**Study questions**
1. Answer these questions about the Windows 11 security article:
(a) What processors does Windows 11 require?
(b) What is Secure Boot a part of?
(c) From what year onward do almost all Intel and AMD processors have a built-in TPM module?
2. Pick up the Windows 11 security article where it stops and continue it.

**Document section**

● ● ●

Microsoft has made a big deal about the increased security in Windows 11. According to Microsoft, the surprisingly high system requirements that prevented many users with even fairly new computers from installing the Windows 11 are mainly due to security features. So what’s the deal and how can you make sure you benefit from it?
In this article, we provide the answers and show you how to better protect your privacy — both from Microsoft and others. The more our lives are lived digitally, the more important it is.
Windows 11 security features you didn’t know existed
Many of Windows 11’s system requirements relate to security features that have been around for years in Windows 10 but few outside of corporate IT departments paid attention to. Some of these won’t turn on automatically if you update from Windows 10, but will be enabled on all new computers sold directly with Windows 11. Some are very sensible and don’t affect your computer’s performance at all, while others can have a negative impact and we’ll show you below how to turn them off if you value performance more.
Secure Boot and TPM
To install Windows 11 on your PC at all, it needs a modern processor (Intel 8th-generation or AMD Ryzen 3000 or newer) and two security features: Secure Boot and a so-called trusted platform module (TPM).
Secure Boot has been around for many years, but most PC users haven’t had it running because it hasn’t been compulsory, and mostly felt like an unnecessary hassle. The feature is part of UEFI, the modern replacement for BIOS. It allows the computer’s basic software to detect — and stop — a modified operating system by checking its cryptographic signatures.
Enabling Secure Boot effectively stops sneaky malware that, for example, installs itself under Windows as a so-called bootkit and can covertly read everything that happens on the system. You enable Secure Boot in your computer’s BIOS settings, but activating it is not actually a requirement for installing or running Windows 11 — the requirement is for the computer to be able to use Secure Boot.
TPM, on the other hand, is a requirement for installing and running the new system. There are ways around it, but Microsoft warns that you may miss out on future updates and it’s unlikely that the TPM requirement is the only thing preventing you from installing Windows 11 as almost all Intel and AMD processors from 2013 onwards have a built-in TPM module.

● ● ●

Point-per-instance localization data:
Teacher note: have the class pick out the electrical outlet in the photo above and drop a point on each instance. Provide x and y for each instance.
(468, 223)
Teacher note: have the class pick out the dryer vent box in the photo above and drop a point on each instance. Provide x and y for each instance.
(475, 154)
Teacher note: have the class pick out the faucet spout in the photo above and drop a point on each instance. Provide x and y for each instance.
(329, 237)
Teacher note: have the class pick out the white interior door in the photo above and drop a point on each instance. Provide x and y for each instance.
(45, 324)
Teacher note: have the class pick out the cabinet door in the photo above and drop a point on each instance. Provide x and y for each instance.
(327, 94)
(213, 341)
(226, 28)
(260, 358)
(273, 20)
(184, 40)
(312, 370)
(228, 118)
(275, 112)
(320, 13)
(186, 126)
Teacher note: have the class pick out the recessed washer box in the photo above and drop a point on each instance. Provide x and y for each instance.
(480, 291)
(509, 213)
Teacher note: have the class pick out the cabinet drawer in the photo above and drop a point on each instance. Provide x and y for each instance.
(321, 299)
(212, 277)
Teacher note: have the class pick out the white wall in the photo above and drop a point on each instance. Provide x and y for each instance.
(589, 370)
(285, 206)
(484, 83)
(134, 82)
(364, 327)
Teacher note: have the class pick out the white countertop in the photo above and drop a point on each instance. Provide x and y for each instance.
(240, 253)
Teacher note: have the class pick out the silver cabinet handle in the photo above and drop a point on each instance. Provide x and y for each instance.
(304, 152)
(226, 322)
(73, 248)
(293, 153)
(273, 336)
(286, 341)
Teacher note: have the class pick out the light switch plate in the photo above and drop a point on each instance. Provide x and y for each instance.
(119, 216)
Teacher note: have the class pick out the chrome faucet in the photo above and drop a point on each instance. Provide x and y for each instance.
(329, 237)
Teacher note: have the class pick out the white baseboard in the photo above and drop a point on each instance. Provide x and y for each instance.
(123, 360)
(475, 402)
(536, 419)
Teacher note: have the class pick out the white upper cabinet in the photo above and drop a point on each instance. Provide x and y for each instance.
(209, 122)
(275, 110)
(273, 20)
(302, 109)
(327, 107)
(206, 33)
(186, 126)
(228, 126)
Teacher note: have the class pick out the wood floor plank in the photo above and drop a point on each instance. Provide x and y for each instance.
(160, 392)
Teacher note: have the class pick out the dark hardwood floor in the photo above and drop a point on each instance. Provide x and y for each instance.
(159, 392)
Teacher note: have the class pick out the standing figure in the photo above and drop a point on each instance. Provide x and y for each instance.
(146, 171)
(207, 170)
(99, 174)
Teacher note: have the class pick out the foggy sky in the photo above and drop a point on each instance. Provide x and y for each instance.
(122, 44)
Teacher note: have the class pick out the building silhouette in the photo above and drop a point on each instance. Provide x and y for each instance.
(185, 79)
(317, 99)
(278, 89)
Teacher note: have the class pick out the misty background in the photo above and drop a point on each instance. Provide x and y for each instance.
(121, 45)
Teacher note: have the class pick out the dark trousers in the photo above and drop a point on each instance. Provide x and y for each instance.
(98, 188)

● ● ●

**Answers for this exercise**
1.
(a) Intel 8th-generation or AMD Ryzen 3000 or newer.
(b) UEFI, the modern replacement for BIOS.
(c) 2013.

2.
Unlike Secure Boot, whose benefits are a bit more esoteric, it’s clearer why TPM is a great idea. The basic functions of TPM are the secure storage of encryption keys, certificates and the like, and the secure creation and control of new keys. For example, it could be the encryption key for Bitlocker that secures all data on your hard drive, or the encryption key used with Windows Hello for quick login with PIN or facial recognition. Third-party applications like Firefox and Chrome also use TPM if it’s present, even in Windows 10.
This works much like Apple’s “secure enclave” that has protected the iPhone and iPad for many years, and similar features in mobile processors from Qualcomm, Samsung and other manufacturers.
With a TPM enabled, Windows and individual programs that need to generate encryption keys can ask the TPM to do so. The generated keys are only stored there and can never be extracted or copied to other locations. This is much more secure than when keys are generated by the regular processor because a Trojan or other malware could theoretically intercept such keys.
A good example of how TPM protects you is Windows Hello. In Windows 11, Microsoft recommends that you use a Microsoft account and turn off sign-in with the account password so that you can only sign in with Windows Hello — normally a PIN, but you could also use facial recognition or a fingerprint scanner.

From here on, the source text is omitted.